What you have to do: Swap "peaked roof" for "pitched roof" throughout the data below, and reproduce every other line unchanged.

Records for the exercise:
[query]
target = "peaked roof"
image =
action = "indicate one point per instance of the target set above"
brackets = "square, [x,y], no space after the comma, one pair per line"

Response below:
[query]
target = "pitched roof"
image =
action = "indicate one point per instance of the target set above"
brackets = "square, [x,y], no space after the comma, one pair per line"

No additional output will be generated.